SO WE WANT AN ANGLE THAT HAS A COTANGENT FUNCTION VALUE OF -1.
WELL, A 45 DEGREE ANGLE
DOES HAVE A COTANGENT FUNCTION VALUE OF +1.
SO 45 DEGREES WILL BE OUR REFERENCE ANGLE.
BUT SINCE WE WANT AN ANGLE IN THIS INTERVAL
IT'S GOING TO HAVE TO BE IN THE SECOND QUADRANT.
SO WE'LL SKETCH A 45 DEGREE REFERENCE ANGLE
IN THE SECOND QUADRANT.
IT WILL BE HERE.
NOTICE HOW THE X COORDINATE WOULD BE NEGATIVE.
THE Y COORDINATE WOULD BE POSITIVE,
AND THIS WOULD BE SQUARE ROOT TWO.
SO THE ANGLE WE'RE LOOKING FOR ON THIS INTERVAL
WOULD BE FROM HERE TO HERE OR 135 DEGREES.
AND 135 DEGREES IS THE SAME AS 3PI/4 RADIANS.
AND JUST BE AWARE ON THIS LAST ONE,
IF YOUR TEXTBOOK DEFINES THE OUTPUT OR THE RANGE
FOR INVERSE COTANGENT AS THETA ON THE INTERVAL
FROM -PI/2 TO +PI/2,
THEN INSTEAD OF 3PI/4,
WE'D BE OVER HERE IN THE FORTH QUADRANT AT -PI/4.
SO BE SURE AND CHECK YOUR TEXTBOOK ON THEIR DEFINITION
OF THE OUTPUT OR RANGE FOR INVERSE COTANGENT.
I HOPE YOU FOUND THIS HELPFUL.

Records shown:
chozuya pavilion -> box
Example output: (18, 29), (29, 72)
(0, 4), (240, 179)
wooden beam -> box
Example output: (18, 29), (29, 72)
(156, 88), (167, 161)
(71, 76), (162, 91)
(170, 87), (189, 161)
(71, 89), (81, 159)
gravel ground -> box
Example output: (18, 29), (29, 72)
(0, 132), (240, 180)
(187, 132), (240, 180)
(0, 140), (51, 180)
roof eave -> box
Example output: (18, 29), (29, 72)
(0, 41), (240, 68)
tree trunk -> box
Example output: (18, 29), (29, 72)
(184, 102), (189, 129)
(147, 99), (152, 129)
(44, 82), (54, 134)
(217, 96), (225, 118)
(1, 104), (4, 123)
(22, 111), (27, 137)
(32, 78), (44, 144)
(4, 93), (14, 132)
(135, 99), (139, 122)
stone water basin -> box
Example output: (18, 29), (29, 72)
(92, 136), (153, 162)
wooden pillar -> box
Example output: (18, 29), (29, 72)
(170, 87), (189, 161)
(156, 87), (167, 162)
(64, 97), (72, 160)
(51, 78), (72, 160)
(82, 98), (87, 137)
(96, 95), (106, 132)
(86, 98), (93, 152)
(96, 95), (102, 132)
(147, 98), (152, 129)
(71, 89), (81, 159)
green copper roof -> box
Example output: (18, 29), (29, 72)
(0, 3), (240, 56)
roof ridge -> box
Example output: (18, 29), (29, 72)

---

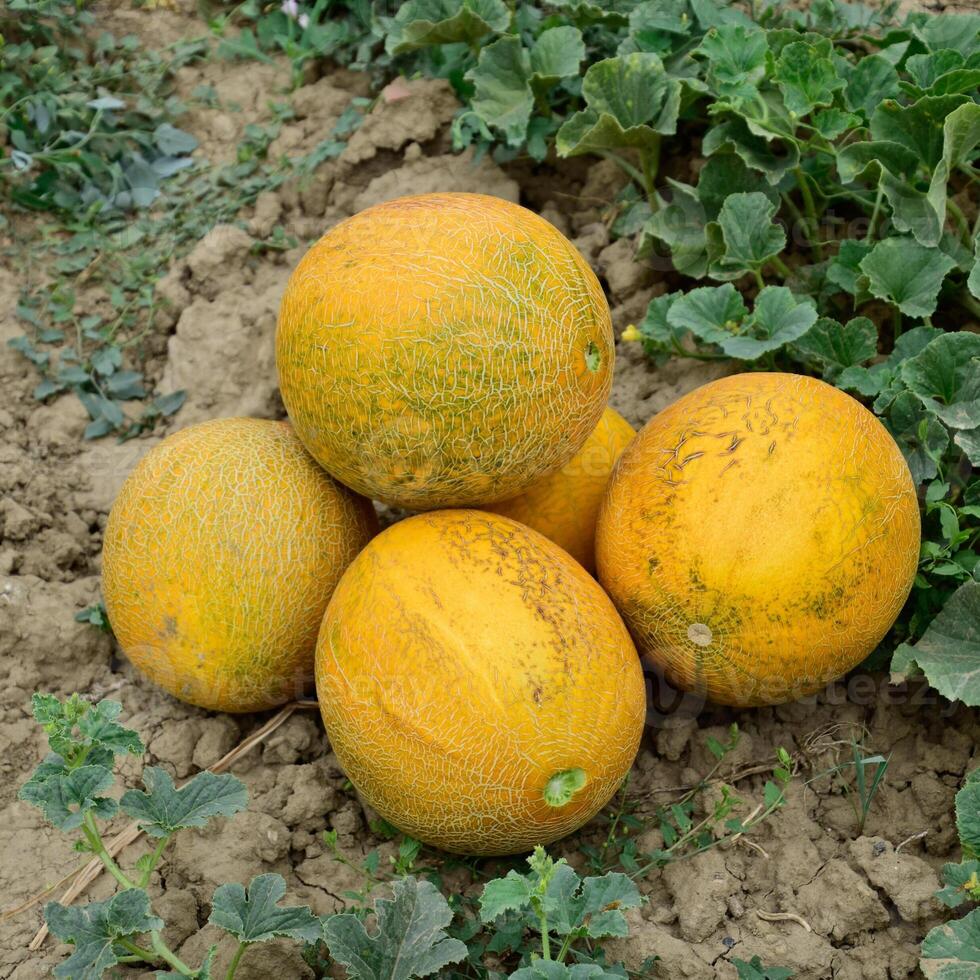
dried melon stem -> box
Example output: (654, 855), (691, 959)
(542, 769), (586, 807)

What you will do:
• 1. Answer from the text on inverse cotangent:
(a) What angle serves as the reference angle?
(b) How many radians is 135 degrees said to equal?
(c) If a textbook sets the range of inverse cotangent from -PI/2 to +PI/2, what value replaces 3PI/4?
• 2. Set down the part of the text on inverse cotangent between "SO WE WANT AN" and "SQUARE ROOT TWO.", inclusive.

Outputs by task:
• 1.
(a) 45 degrees
(b) 3PI/4 radians
(c) -PI/4

• 2.
SO WE WANT AN ANGLE THAT HAS A COTANGENT FUNCTION VALUE OF -1.
WELL, A 45 DEGREE ANGLE
DOES HAVE A COTANGENT FUNCTION VALUE OF +1.
SO 45 DEGREES WILL BE OUR REFERENCE ANGLE.
BUT SINCE WE WANT AN ANGLE IN THIS INTERVAL
IT'S GOING TO HAVE TO BE IN THE SECOND QUADRANT.
SO WE'LL SKETCH A 45 DEGREE REFERENCE ANGLE
IN THE SECOND QUADRANT.
IT WILL BE HERE.
NOTICE HOW THE X COORDINATE WOULD BE NEGATIVE.
THE Y COORDINATE WOULD BE POSITIVE,
AND THIS WOULD BE SQUARE ROOT TWO.